> [What this exercise asks]
a) List every proper name that appears in the blog post on the Poling concession, counting a name and its abbreviation or plural as one.
b) According to the blog post on the Poling concession, what is autism by definition?
c) Continue the blog post on the Poling concession from the last sentence shown.

> [Reading passage]
━━━━━━━━━━━━━━━━━━━━

In breaking my little hiatus, I obviously need to put aside anything else I was going to write about because the government concession in the Poling case changes everything . But maybe not in the way you think.
The fact is, the concession has very little impact on the rest of the cases pending in the Court of Claims. There is no precedential effect at all. The most that can be said about the legal side of the development is that for the first time the Department of Justice was willing to concede that ⎯ at least in one case ⎯ there just might be a problem. It’s hard to say why they did that, but I suspect they had problems with the defense experts, and perhaps they were afraid to risk a fully ajudicated loss in a case in which the plaintiffs could not be easily dismissed as wackos.
It’s obvious that the DOJ hopes their concession will not have any impact beyond the Pollings. The tortured semantics of the concession display the intent to make the action more narrow than logic would allow. I mean, really, what the hell can “autism-like symptoms” mean? Autism is not so much a distinct disorder as it is a descriptive term for a constellation of clinical indications. By definition, autism is nothing more than a collection of “autism-like symptoms.”
The DOJ gambled that their little concession would not make much of a splash, and that they could continue to rely on the perception that all of us who believe that vaccines may have played a role in triggering our children’s “autism-like symptoms” are anti-science zealots who practice voo doo on our kids. (When I originally noted that some of the Pollings' public statements led me to believe that they rely primarily on more conventional interventions. See Ginger's comments to this post for further clarification.) Of course, a truly critical examination leads to the opposite conclusion: that the “junkier” of the competing sciences are the epidmiological number crunches that try to disprove a connection.

━━━━━━━━━━━━━━━━━━━━

(Point-per-instance localization data)
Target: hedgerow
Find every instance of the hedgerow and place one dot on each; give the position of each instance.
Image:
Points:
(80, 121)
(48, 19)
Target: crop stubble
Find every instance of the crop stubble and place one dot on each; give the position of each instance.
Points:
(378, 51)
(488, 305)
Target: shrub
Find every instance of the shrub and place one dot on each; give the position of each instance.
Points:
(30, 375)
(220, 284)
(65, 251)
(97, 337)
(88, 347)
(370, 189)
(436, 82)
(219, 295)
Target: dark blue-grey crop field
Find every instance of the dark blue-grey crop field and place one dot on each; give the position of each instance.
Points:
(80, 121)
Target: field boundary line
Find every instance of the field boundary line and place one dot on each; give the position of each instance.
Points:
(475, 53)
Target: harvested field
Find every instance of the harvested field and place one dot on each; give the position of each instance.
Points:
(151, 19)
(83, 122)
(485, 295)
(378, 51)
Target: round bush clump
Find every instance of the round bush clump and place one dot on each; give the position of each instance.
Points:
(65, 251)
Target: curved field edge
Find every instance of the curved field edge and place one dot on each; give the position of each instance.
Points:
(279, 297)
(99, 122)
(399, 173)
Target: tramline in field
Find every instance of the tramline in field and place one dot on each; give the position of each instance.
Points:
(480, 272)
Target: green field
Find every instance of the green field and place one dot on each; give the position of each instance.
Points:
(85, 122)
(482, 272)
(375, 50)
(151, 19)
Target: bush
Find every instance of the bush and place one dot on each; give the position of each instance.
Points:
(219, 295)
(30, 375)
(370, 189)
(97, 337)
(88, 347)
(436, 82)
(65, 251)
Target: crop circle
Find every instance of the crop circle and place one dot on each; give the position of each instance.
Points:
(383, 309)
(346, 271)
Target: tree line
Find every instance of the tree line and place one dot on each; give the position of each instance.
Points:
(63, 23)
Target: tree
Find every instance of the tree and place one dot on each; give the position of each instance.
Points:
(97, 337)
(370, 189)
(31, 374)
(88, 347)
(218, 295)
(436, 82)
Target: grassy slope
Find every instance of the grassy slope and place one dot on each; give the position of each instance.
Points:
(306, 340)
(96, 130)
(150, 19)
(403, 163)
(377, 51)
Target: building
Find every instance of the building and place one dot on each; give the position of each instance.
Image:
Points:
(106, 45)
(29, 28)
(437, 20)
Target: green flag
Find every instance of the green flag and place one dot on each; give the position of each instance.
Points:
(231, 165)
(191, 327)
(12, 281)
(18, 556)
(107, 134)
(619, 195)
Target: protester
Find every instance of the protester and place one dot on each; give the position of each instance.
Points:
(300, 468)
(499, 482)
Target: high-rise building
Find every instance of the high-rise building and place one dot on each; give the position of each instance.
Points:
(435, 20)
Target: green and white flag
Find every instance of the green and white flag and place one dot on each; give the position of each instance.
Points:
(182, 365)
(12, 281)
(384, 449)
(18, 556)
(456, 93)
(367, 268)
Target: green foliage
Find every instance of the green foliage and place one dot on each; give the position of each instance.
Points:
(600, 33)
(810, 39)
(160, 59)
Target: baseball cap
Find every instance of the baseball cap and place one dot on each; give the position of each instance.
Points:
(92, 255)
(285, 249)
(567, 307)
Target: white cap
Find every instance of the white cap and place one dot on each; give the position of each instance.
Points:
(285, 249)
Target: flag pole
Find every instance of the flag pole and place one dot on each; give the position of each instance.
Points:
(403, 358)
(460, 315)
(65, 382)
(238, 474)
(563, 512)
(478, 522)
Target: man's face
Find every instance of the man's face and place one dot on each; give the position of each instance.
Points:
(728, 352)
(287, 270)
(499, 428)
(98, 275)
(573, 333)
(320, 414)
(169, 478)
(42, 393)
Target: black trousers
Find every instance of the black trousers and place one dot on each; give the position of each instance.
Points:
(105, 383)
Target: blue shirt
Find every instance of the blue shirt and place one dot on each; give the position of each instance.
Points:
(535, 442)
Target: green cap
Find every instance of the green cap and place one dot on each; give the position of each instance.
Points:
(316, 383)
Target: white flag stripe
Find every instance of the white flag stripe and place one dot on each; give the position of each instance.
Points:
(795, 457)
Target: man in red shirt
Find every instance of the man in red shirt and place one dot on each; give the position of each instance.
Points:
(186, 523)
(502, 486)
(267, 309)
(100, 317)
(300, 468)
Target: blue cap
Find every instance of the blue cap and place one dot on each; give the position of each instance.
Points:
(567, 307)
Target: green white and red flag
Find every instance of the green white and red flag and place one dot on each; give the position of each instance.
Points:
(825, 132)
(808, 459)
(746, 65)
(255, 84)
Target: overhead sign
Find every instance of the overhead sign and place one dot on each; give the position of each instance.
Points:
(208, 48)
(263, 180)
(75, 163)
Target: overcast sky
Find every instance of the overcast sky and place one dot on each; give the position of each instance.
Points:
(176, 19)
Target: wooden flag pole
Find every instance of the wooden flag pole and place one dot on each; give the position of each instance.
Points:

━━━━━━━━━━━━━━━━━━━━

> [Answer section]
a) Poling (also "Pollings"), Court of Claims, Department of Justice (DOJ), Ginger

b) By definition, autism is nothing more than a collection of "autism-like symptoms."

c)
The government lost its gamble. And that’s the true significance. The mainstream media now acknowledges that the debate may not be as close to over as was previously portrayed. Many people are now taking a fresh look at the issue, who once took for granted the party line that “virtually all reputable studies, yadda, yadda.” And this time, those who are taking that fresh look are exercising a more critical attitude, and they are not so willing to assume that the official story is correct.
Courts of law have never been very adept at determining scientific truth. When it comes to science, they are designed to maintain the status quo. That’s been the problem with the vaccine court process from the beginning. The statute of limitations ⎯ and to an equal extent the financial needs of the claimant families ⎯ have demanded that the legal system make decisions prematurely, before science can give us a real handle on the truth. Justice has never been guaranteed (or even expected).
But now we have an admission that there might be something worthy of further study, an admission that’s getting a lot of attention. It is now much harder to argue against funding studies that are designed to take a fair look at the issue.
If the Polings are the last family to receive compensation in these cases, we all have still won a great victory. We’re a step closer to a truth that will be acknowledged as such.